:: TRY IT ::
Could you please output all of the records exactly?
** DATASET EXCERPTS follows **
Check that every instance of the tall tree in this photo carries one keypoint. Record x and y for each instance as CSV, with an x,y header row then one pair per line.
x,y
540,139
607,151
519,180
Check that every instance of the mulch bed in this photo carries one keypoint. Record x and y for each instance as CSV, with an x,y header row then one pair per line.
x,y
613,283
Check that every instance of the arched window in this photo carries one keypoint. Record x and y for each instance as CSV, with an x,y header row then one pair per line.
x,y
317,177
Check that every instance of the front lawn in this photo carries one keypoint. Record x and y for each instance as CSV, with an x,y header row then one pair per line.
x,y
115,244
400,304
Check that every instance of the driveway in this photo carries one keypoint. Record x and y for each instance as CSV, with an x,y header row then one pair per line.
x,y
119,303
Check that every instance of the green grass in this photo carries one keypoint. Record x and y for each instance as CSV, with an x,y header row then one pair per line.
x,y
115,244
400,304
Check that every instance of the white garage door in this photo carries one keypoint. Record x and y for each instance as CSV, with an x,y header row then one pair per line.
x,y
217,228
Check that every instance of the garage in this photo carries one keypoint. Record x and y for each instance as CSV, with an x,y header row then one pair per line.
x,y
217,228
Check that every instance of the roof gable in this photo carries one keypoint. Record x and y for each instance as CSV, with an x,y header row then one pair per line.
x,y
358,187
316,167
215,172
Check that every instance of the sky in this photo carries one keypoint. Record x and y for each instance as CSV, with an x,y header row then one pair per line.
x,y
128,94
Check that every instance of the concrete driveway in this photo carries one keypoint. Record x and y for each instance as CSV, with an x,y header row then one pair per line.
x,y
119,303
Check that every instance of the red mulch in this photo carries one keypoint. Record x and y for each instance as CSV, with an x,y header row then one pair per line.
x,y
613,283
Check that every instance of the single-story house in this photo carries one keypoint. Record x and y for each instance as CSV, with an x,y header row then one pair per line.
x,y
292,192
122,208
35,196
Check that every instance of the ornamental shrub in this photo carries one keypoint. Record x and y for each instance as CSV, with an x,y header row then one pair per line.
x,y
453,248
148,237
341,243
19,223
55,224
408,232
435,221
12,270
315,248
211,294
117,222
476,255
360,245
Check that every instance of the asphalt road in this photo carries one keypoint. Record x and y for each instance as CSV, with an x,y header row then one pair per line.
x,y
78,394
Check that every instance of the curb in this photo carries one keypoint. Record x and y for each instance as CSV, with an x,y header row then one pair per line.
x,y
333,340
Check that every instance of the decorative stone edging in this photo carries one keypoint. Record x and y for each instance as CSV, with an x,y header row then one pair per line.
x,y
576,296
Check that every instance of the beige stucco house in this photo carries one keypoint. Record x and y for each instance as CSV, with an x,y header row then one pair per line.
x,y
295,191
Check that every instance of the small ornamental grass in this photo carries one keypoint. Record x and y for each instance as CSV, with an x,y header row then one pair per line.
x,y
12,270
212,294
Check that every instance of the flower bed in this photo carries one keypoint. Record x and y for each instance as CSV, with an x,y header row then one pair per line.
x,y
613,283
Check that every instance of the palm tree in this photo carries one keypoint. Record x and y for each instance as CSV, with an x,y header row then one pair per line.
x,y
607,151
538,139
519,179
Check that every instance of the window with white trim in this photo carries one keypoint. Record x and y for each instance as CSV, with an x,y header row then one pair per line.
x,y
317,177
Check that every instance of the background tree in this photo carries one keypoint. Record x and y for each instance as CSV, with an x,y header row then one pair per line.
** End of DATASET EXCERPTS **
:: RESPONSE TO THE TASK ::
Check that every instance of the tall tree in this photo carries one keypoint. Record x and y for each instance as CSV, with an x,y header row then one pair per line.
x,y
540,139
607,151
519,180
Check that every instance of the mulch bed in this photo carries one keypoint. Record x and y for each instance as CSV, with an x,y header row then one pair per line.
x,y
613,283
Check that every instance of the arched window in this photo carries one keypoint. Record x and y for each instance as CSV, with an x,y header row then one pair per line.
x,y
317,177
Check that every instance of the front lawn in this photo carries one keypoint. Record x and y for each instance as CSV, with an x,y header row then one pair per line.
x,y
115,244
400,304
Check that every instance of the driveway in this photo carries one keypoint. Record x and y for each instance as CSV, with an x,y header row then one pair per line.
x,y
119,303
Check that every instance of the green grass in this photo carries one keypoint. Record x and y for each instance as CSV, with an x,y header row then one pair per line.
x,y
115,244
400,304
Check that every instance of the white garage door in this photo carries one keypoint. Record x and y for each instance as CSV, with an x,y header row then one pair per line.
x,y
217,228
Check that every instance of the garage in this photo carries one keypoint. Record x and y for each instance as CSV, with an x,y header row then one pair per line.
x,y
217,228
Check that every instance of the roof gable in this photo carries one keypoint. Record x and y for each instance as CSV, with an x,y header row then one pair per line.
x,y
358,187
316,167
215,172
Check that every instance of the sky in this photo carries one keypoint. Record x and y for each instance as CSV, with an x,y header row then one pair per line.
x,y
128,94
Check that every instance of the concrete driveway in this photo carries one keypoint. Record x and y for each instance as CSV, with an x,y header row then one pair per line.
x,y
119,303
Check that every instance of the red mulch in this photo carries one keypoint. Record x and y for each instance as CSV, with an x,y header row then one pair per line.
x,y
613,283
Check that every instance of the single-story house in this photo carries one keypoint. Record x and y for each instance as CSV, with an x,y header row then one pair per line.
x,y
292,192
122,208
35,196
Check that every instance of the ornamental shrub in this photo carries one keypoint. Record x and y for each instance as CSV, with an x,y header row then one pair per line.
x,y
453,248
148,237
341,243
19,223
55,224
408,232
435,221
12,270
315,248
211,294
117,222
476,255
360,245
Check that every instance of the asphalt road in this photo carries one keypoint. Record x and y for each instance as CSV, with an x,y header row then one pair per line.
x,y
78,394
Check that every instance of the curb in this photo carries one keypoint. Record x and y for each instance as CSV, with an x,y header row then one pair per line.
x,y
333,340
Check that every instance of the decorative stone edging in this photo carries one keypoint. Record x and y for each instance as CSV, with an x,y header row then one pair per line.
x,y
576,296
Check that every instance of the beige stucco house in this photo carries one keypoint. Record x and y for each instance as CSV, with an x,y header row then one pair per line.
x,y
295,191
Check that every instance of the small ornamental grass in this photo carries one keypoint. Record x and y for each instance as CSV, with an x,y header row then one pair per line.
x,y
12,270
212,294
Check that every instance of the flower bed in this photo carries one keypoint. Record x and y for each instance as CSV, with an x,y header row then one pair per line.
x,y
613,283
Check that every instance of the palm tree in this photo carries one keypoint. Record x and y for each instance as CSV, with an x,y header row then one pair per line.
x,y
607,151
538,139
519,179
Check that every instance of the window with white trim in this photo carries one keypoint. Record x and y for each instance as CSV, with an x,y header row then one pair per line.
x,y
317,177
Check that every instance of the background tree in this photo carries one keypoint. Record x and y for each instance as CSV, with an x,y header row then one pair per line.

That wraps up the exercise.